[What the task asks]
Reproduce the stretch from the line containing "of the windshield" through the end of the material, substituting "aerial" for "antenna" and leaving everything else unchanged.

[Provided entries]
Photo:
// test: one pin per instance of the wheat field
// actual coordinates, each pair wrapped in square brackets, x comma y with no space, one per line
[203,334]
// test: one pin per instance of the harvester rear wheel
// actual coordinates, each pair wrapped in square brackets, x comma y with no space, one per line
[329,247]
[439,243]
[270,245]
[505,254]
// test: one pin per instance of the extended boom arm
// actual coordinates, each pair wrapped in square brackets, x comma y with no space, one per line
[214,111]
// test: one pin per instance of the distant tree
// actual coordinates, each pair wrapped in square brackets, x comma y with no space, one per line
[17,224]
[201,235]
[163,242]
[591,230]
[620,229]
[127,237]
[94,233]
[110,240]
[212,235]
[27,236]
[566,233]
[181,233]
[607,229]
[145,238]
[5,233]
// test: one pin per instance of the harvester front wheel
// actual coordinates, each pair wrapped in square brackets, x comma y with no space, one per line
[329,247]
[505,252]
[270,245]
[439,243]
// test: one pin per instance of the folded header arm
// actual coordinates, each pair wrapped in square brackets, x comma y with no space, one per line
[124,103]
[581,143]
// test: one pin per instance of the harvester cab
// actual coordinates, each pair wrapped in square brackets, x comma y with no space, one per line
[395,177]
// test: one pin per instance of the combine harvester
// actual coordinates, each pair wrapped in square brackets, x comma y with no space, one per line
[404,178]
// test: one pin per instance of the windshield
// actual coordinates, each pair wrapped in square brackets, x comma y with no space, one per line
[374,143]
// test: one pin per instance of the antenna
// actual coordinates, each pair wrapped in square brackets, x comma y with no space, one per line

[Task result]
// test: one pin per instance of the windshield
// actual coordinates, each pair wrapped in square brackets, x comma y with no space, one per line
[374,143]
// test: one pin per instance of the aerial
// actual coordinates, each pair wrapped in square brackets, x comma y with no space, one per line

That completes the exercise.